⟨

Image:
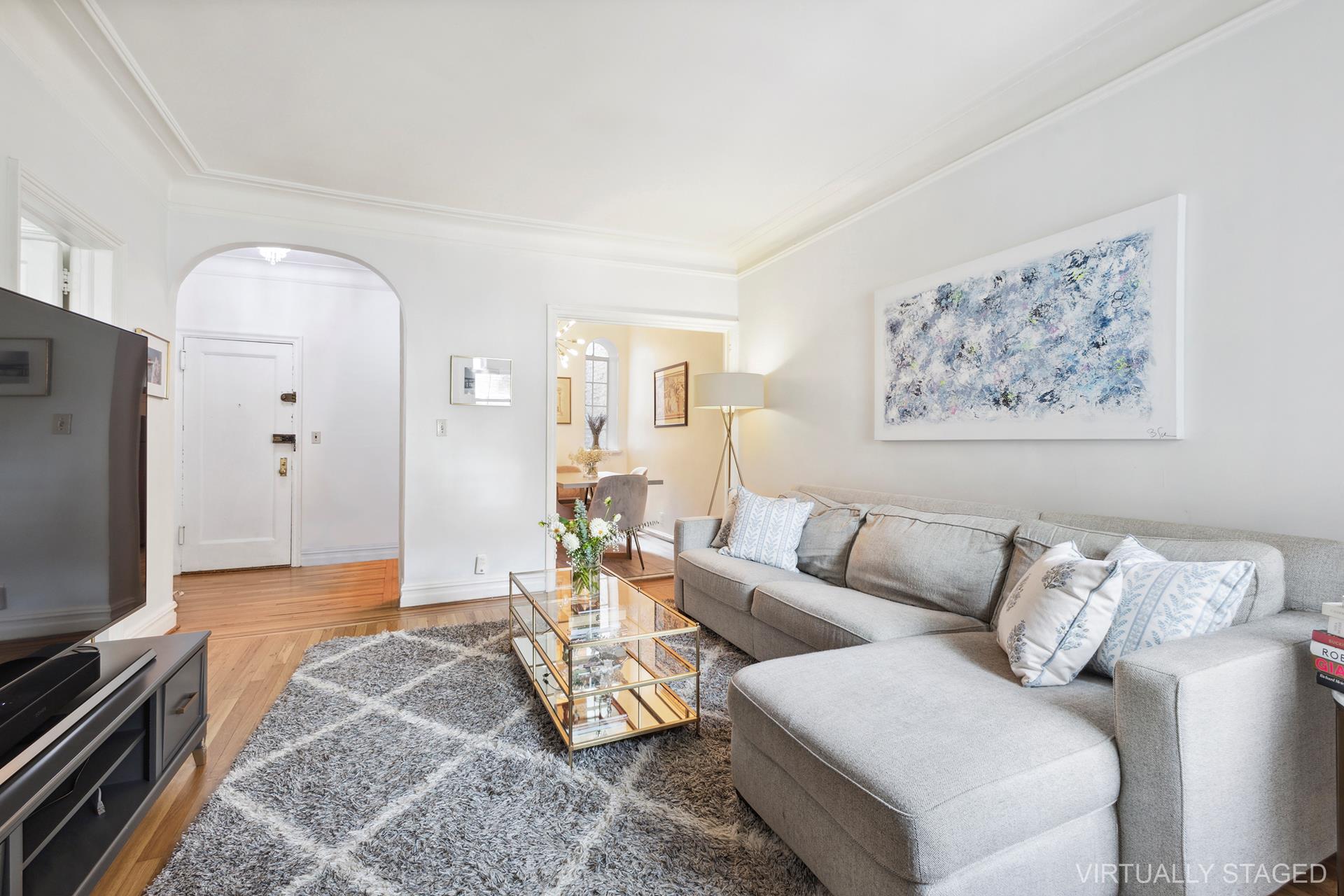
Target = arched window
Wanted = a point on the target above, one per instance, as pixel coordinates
(600, 394)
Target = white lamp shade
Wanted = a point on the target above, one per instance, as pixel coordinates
(730, 390)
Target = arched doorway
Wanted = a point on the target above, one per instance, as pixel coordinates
(289, 448)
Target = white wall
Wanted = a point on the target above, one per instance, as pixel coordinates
(1249, 128)
(349, 326)
(483, 488)
(125, 198)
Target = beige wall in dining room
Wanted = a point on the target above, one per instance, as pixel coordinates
(683, 457)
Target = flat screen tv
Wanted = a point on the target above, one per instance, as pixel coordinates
(71, 496)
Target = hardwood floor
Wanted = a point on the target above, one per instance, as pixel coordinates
(261, 622)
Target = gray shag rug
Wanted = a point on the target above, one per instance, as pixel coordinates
(421, 763)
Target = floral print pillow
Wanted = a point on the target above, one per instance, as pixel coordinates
(1057, 615)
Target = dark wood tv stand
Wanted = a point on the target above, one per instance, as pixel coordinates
(120, 757)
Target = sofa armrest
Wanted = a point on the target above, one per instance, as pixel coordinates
(1226, 755)
(690, 532)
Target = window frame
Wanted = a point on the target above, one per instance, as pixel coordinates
(612, 362)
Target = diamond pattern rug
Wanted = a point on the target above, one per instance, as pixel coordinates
(422, 763)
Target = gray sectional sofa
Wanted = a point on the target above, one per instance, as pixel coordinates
(890, 746)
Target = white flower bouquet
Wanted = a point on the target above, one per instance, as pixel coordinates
(585, 539)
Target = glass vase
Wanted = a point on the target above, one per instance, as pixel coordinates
(585, 575)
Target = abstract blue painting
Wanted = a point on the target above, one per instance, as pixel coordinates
(1037, 348)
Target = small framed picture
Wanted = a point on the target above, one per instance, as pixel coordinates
(156, 365)
(24, 367)
(482, 381)
(564, 399)
(670, 396)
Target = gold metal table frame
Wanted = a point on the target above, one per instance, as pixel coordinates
(561, 638)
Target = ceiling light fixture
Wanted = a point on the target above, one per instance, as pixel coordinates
(565, 346)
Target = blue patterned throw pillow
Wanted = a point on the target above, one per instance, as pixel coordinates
(1164, 601)
(766, 530)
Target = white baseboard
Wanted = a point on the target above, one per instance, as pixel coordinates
(353, 554)
(426, 593)
(155, 624)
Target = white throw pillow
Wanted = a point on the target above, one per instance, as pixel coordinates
(766, 530)
(730, 505)
(1164, 601)
(1057, 615)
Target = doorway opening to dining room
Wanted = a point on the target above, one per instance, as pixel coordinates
(288, 367)
(624, 426)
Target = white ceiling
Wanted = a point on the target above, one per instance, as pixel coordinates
(726, 124)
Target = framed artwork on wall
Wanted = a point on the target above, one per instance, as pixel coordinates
(482, 381)
(1074, 336)
(24, 367)
(564, 398)
(670, 396)
(156, 365)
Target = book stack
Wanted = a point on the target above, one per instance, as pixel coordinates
(1328, 650)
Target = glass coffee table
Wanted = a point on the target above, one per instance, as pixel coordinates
(604, 664)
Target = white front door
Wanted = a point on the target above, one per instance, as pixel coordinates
(237, 481)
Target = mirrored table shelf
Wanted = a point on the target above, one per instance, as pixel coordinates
(604, 663)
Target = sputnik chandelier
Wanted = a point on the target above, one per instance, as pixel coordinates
(565, 346)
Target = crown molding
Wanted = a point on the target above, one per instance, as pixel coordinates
(116, 61)
(288, 210)
(766, 251)
(1078, 74)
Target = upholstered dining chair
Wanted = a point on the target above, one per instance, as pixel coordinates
(629, 496)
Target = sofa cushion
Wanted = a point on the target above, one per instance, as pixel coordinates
(729, 580)
(827, 617)
(827, 536)
(937, 561)
(926, 751)
(1265, 596)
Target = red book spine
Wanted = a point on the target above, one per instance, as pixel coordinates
(1329, 666)
(1326, 637)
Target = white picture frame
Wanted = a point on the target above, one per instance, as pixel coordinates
(924, 390)
(158, 365)
(24, 367)
(482, 381)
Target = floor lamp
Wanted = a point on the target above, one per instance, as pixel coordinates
(729, 393)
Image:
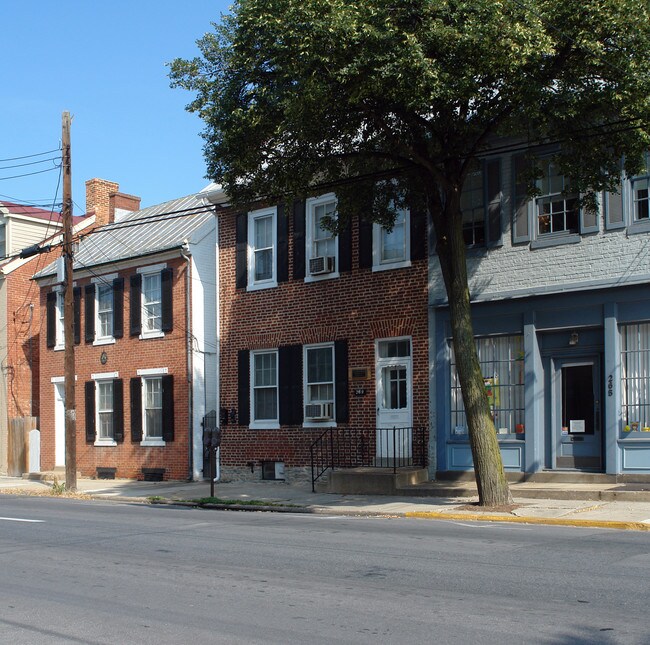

⟩

[TASK REQUIREMENTS]
Each entry above is to be written out again unchanged, apart from the pictures, which are left out.

[SOLUTION]
Image:
Target = arched window
Wanted = a point on the target above, one per instance, as pixel coordinates
(600, 394)
Target = white lamp shade
Wanted = a point on the target above, one per instance, as pixel coordinates
(730, 390)
Target = arched doorway
Wanted = a point on the target above, one per instance, as pixel coordinates
(289, 448)
Target = white wall
Wanted = a point on the target above, one per instance, as pixel coordinates
(1249, 128)
(349, 326)
(483, 488)
(125, 198)
Target = beige wall in dining room
Wanted = a point on the target above, one per instance, as pixel coordinates
(683, 457)
Target = flat screen tv
Wanted = a point on the target above, one per instance, as pixel coordinates
(71, 496)
Target = hardwood floor
Wanted = a point on the target above, one per instance, as pixel coordinates
(261, 622)
Target = gray shag rug
Wanted = a point on the target above, one per instance, as pixel coordinates
(421, 763)
Target = floral print pillow
Wanted = a point on the target above, one per instance, as pixel coordinates
(1057, 615)
Target = dark wood tv stand
Wanted = a point on the target above, one per instance, as pixel coordinates
(120, 757)
Target = sofa armrest
Wanted = a point on the target above, one per instance, as pixel coordinates
(1226, 755)
(690, 532)
Target = window frame
Wanted = a point on the target above, one per instance, as pixel coordinates
(612, 362)
Target = diamond pattern rug
Wanted = a point on the target above, one per instance, as pixel coordinates
(422, 763)
Target = gray sectional sofa
Wanted = a point on the target above, one per instance, as pixel coordinates
(890, 746)
Target = white flower bouquet
Wanted = a point on the target above, one per instance, as pixel coordinates
(585, 539)
Target = glass vase
Wanted = a point on the target above, one per instance, as pixel coordinates
(585, 575)
Target = abstract blue painting
Wanted = a point on the target above, one per instance, as pixel coordinates
(1037, 348)
Target = small framed picture
Wanted = a point on the target above, one per instance, as pixel coordinates
(156, 365)
(24, 367)
(482, 381)
(564, 399)
(670, 396)
Target = gold metal table frame
Wanted = a point on the target above, one per instance, as pixel coordinates
(561, 638)
Target = ceiling light fixture
Wanted = a point on the target above, one per instance, as pixel coordinates
(565, 346)
Target = blue patterned throw pillow
Wanted = a point on the target above, one per instance, as pixel coordinates
(1164, 601)
(766, 530)
Target = white baseboard
Wanted = a point on the target above, one per instance, as pixel coordinates
(353, 554)
(426, 593)
(155, 624)
Target = white throw pillow
Wanted = a point on the target above, one per instance, as pixel coordinates
(766, 530)
(730, 505)
(1164, 601)
(1057, 615)
Target = doorway opening to dining room
Wanted = a point on the target above, one per instance, as pixel coordinates
(288, 367)
(624, 426)
Target = white ceiling
Wanted = a point on the target above, one per instance, as pixel coordinates
(726, 124)
Target = framed artwork on wall
Wanted = a point on the target above, one per instance, as pixel coordinates
(482, 381)
(1074, 336)
(24, 367)
(564, 398)
(670, 396)
(156, 365)
Target = book stack
Wanted = a point on the target above, one per instance, as pixel coordinates
(1328, 650)
Target = glass coffee table
Wanted = a point on the target above, one per instance, as pixel coordinates
(604, 664)
Target = white front door
Wanted = a point on the target above, one per instance, as pixel coordinates
(237, 481)
Target = mirrored table shelf
Wanted = a point on the target above, one per instance, as pixel coordinates
(604, 663)
Target = sputnik chandelier
Wanted = a point on the target above, one per instance, as pixel coordinates
(565, 346)
Target = crown molding
Wanted = a point on the target above, one per instance, as pixel coordinates
(116, 61)
(288, 210)
(766, 251)
(1078, 74)
Target = upholstered dining chair
Wanted = a point on the target above, one per instance, as pixel coordinates
(629, 496)
Target = sofa cushion
Wanted = a point on the target above, one per instance, as pixel coordinates
(729, 580)
(827, 617)
(827, 536)
(937, 561)
(926, 751)
(1265, 596)
Target = red book spine
Wanted = a point on the target above, one per instance, as pixel coordinates
(1329, 666)
(1326, 637)
Target = white picture frame
Wanted = a point on the target above, one per instance, as pixel coordinates
(924, 390)
(158, 365)
(24, 367)
(482, 381)
Target = floor lamp
Wanted = a point on the target above, one per instance, as pixel coordinates
(729, 393)
Image:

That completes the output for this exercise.